─── DATASET ───

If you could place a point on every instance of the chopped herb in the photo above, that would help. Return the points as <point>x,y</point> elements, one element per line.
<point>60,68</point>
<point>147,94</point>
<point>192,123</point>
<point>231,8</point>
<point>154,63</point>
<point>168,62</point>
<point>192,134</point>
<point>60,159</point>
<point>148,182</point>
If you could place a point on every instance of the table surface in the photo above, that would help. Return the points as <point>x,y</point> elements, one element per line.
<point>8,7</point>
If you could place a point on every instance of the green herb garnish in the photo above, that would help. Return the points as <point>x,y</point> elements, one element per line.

───

BRIEF: Your task is to repeat every line exactly.

EXERCISE RESPONSE:
If you could place a point on every instance of the chopped herb in the photo above, that would help. Return the points as <point>x,y</point> elements, one element per line.
<point>60,68</point>
<point>147,94</point>
<point>192,123</point>
<point>231,8</point>
<point>154,63</point>
<point>168,62</point>
<point>192,134</point>
<point>60,159</point>
<point>148,182</point>
If you could place a point on every instance of the table surface in the photo above, that would help. Return the points as <point>x,y</point> elements, one element per line.
<point>8,7</point>
If you could place a point on every instance of the green herb garnish in the photo above, that would help. Return the points as <point>x,y</point> elements, one element per line.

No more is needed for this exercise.